··· Source data ···

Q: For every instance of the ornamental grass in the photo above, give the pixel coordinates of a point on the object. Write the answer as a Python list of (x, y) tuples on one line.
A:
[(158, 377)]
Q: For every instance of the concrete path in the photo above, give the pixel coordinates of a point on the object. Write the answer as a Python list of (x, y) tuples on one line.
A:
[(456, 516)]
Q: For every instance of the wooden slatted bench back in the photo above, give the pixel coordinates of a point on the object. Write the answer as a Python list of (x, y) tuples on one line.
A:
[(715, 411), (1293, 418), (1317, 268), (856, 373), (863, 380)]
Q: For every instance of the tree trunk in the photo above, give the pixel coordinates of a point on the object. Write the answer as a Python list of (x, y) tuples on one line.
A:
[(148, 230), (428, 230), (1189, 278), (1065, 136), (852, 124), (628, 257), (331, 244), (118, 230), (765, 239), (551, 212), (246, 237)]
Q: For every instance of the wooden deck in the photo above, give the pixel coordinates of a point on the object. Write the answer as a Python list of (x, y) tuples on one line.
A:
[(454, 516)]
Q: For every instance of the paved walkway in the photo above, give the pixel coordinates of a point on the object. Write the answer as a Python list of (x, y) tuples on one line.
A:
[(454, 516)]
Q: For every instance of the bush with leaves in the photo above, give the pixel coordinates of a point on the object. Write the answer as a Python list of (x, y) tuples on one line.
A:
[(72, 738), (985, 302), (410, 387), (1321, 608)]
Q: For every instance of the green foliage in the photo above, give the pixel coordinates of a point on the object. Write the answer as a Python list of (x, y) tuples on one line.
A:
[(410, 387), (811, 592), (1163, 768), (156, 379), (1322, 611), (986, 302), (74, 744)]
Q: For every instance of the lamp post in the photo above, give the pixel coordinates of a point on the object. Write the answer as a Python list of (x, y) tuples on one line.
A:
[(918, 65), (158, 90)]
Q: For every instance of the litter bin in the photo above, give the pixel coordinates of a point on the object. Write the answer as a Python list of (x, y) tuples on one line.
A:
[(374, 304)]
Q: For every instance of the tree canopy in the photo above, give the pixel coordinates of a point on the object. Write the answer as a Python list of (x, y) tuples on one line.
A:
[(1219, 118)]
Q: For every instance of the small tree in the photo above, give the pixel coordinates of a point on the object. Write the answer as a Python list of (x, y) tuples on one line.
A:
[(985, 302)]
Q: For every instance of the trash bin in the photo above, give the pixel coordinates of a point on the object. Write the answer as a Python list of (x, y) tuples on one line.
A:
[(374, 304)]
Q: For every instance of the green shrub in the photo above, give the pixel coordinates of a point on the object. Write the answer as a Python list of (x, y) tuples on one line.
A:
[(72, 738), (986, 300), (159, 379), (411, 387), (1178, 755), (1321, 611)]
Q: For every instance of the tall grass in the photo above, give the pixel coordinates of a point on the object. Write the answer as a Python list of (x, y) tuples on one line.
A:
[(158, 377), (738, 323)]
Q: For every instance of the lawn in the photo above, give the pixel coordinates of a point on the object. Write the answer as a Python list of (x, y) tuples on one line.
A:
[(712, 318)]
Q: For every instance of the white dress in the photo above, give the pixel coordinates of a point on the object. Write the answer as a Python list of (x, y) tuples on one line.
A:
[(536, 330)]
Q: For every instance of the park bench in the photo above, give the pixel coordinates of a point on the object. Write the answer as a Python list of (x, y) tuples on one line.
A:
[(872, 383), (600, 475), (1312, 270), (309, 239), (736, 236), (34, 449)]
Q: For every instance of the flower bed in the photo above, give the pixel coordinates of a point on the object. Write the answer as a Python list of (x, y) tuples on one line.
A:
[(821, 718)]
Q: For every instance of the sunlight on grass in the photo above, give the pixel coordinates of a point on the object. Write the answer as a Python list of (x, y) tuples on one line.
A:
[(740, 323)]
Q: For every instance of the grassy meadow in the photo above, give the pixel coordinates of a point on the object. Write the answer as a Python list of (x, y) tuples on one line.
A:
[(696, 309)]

···

What is expected
Find how many lines of the listing include the string "wooden" and give that number, nothing else.

Task answer
2